Deine Aufgaben:
a. Gib aus dem Text über die Quad-Ausbildung beim Bundesheer die Stelle von „Wer im März“ bis einschließlich „in die Ausbildung.“ Wort für Wort wieder.
b. Schreib den Text über die Quad-Ausbildung beim Bundesheer weiter, und zwar ab dem Punkt, an dem er aufhört.
**** Textauszug
Quad-Rad-Tour beim Bundesheer

Gerold Keusch

Wer im März 2017 in die Burstynkaserne nach Zwölfaxing fuhr, dem konnte es leicht passieren, dass ihm eine Gruppe von Quads entgegenkam. Was auf den ersten Blick wie ein getarnter Hornissenschwarm im Tiefflug aussah, war aber harmlos. Es waren die Teilnehmer des Gerätelehrganges für Fahrlehrer, für diese kompakten Geländefahrzeuge des Österreichischen Bundesheeres (ÖBH). Im Gespräch mit TRUPPENDIENST gibt der Leiter des Institutes Kraftfahrwesen, Oberst Ing. Gutmann einen Einblick in die Ausbildung.

 „Der Name Quad ist einfach erklärt: Die Fahrzeuge haben kein Ausgleichsgetriebe zwischen dem linken und rechten Rad an einer Achse, das den unterschiedlichen Kurvenradius der Räder ausgleicht. Wenn man sich mit diesem Vehikel durch die Kurve einer asphaltierten Straße bewegt, dann „quad“ - sprich: gwaad - es eher, als dass es fährt“. Oberst Ing. Günther Gutmann sitzt in seinem Büro und grinst. Er ist der Leiter des Institutes für Kraftfahrwesen und in dieser Funktion auch für die Quad-Ausbildung verantwortlich. Mit seinen 42 Dienstjahren ist er ein „Urgestein“ des Kraftfahrwesens im ÖBH - tausende Fahrschüler und Fahrlehrer hat er in dieser Zeit ausgebildet, geschult und geprüft.
********
**** Gegebene Angaben
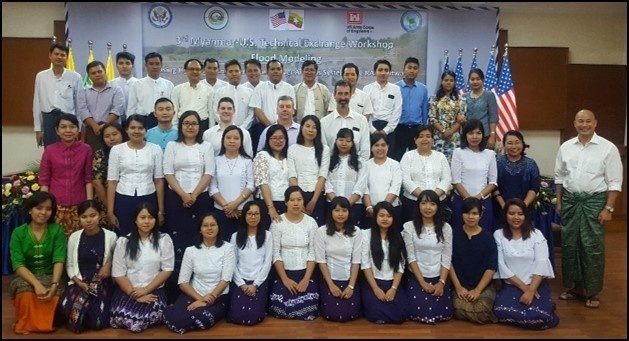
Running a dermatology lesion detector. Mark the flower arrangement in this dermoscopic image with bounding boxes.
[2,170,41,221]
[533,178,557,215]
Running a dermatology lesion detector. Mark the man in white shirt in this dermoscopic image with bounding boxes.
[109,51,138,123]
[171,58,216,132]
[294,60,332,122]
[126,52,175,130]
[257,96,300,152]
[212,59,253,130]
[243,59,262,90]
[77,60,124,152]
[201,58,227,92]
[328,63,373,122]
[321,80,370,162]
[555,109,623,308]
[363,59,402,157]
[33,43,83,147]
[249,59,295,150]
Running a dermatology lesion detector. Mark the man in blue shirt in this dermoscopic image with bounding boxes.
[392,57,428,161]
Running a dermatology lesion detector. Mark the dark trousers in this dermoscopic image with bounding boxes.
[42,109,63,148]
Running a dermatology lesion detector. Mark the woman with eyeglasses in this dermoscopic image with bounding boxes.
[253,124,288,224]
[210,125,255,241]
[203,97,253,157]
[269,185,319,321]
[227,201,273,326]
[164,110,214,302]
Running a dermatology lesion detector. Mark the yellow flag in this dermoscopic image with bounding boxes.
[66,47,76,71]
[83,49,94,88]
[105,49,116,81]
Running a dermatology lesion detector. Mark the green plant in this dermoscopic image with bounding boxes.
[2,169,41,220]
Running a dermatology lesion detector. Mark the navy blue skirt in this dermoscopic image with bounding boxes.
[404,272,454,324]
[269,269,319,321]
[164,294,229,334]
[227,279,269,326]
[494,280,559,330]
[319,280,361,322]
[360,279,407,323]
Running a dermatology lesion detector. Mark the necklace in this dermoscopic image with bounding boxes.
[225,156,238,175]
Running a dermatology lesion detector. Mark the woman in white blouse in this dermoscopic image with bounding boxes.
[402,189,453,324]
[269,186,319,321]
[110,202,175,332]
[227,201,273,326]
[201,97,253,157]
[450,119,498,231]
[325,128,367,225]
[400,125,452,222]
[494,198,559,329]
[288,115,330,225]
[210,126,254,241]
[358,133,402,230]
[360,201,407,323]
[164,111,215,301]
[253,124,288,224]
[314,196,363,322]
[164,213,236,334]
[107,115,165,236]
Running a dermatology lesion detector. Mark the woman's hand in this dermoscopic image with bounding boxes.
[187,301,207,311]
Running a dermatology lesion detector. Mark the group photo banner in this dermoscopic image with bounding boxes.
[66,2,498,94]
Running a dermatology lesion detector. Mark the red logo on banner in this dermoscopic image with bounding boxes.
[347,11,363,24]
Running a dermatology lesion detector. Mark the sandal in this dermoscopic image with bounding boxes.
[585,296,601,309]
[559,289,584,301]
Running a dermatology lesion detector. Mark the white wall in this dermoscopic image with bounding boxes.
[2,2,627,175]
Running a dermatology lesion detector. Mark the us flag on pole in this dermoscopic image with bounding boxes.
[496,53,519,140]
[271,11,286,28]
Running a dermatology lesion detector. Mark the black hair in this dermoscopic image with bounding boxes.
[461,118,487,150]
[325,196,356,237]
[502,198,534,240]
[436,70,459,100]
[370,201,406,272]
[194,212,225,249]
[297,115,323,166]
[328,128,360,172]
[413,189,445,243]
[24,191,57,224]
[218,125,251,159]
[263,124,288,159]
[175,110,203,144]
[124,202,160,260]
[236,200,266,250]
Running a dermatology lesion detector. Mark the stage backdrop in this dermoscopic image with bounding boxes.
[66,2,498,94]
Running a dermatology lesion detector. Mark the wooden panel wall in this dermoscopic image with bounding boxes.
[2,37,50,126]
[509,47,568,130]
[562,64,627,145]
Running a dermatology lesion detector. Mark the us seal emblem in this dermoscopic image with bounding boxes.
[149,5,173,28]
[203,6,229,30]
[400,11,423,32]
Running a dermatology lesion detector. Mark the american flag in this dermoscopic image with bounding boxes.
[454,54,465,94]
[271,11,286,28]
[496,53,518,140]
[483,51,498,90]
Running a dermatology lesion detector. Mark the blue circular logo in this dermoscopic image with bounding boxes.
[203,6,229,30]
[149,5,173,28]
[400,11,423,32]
********
Ergebnisse je Aufgabe:
a.
Wer im März 2017 in die Burstynkaserne nach Zwölfaxing fuhr, dem konnte es leicht passieren, dass ihm eine Gruppe von Quads entgegenkam. Was auf den ersten Blick wie ein getarnter Hornissenschwarm im Tiefflug aussah, war aber harmlos. Es waren die Teilnehmer des Gerätelehrganges für Fahrlehrer, für diese kompakten Geländefahrzeuge des Österreichischen Bundesheeres (ÖBH). Im Gespräch mit TRUPPENDIENST gibt der Leiter des Institutes Kraftfahrwesen, Oberst Ing. Gutmann einen Einblick in die Ausbildung.

b.
Quad-Fahrausbildung

Nicht so lange wie Oberst Gutmann, aber immerhin seit etwa zehn Jahren, gibt es die Quads beim ÖBH. In den ersten Jahren reichte die Heereslenkerberechtigung der Klasse B2 (geländegängige B-Fahrzeuge) und eine bestätigte Einweisung am Gerät, um dieses Fahrzeug lenken zu dürfen. 2013 wurden die heeresinternen Bestimmungen verschärft. Um aktuell mit einem ÖBH-Quad zu fahren, ist ein Führerschein der Klasse M4 notwendig. Für den zivilen Verkehr gelten diese strengen Bestimmungen nicht. Dort reicht eine Lenkberechtigung für Motorräder (Führerscheinklasse A) oder Personenkraftfahrzeuge (Führerscheinklasse B) aus.

Um eine Fahrschule bei der Truppe abhalten zu können, ist es notwendig, über Fahrlehrer zu verfügen, die die Lehrinhalte vermitteln. Darum kümmert sich Oberst Gutmann mit seinem Team. Der Lehrgang, der im März 2017 in Zwölfaxing durchgeführt wurde, war für die Fahrlehrer der Truppe reserviert. Im Jahr 2016 wurde der erste Lehrgang mit zehn Teilnehmern durchgeführt, 2017 der zweite mit 20 Teilnehmern. „Nach diesem Lehrgang gibt es bei der Truppe genügend qualifiziertes Personal, um die Ausbildung selbstständig durchführen zu können“, erklärt Gutmann. Der Kurs der Quad-Fahrlehrer dauert zwei Wochen, an denen es neun Ausbildungstage und am letzten Tag eine theoretische und praktische Prüfung zu absolvieren gilt.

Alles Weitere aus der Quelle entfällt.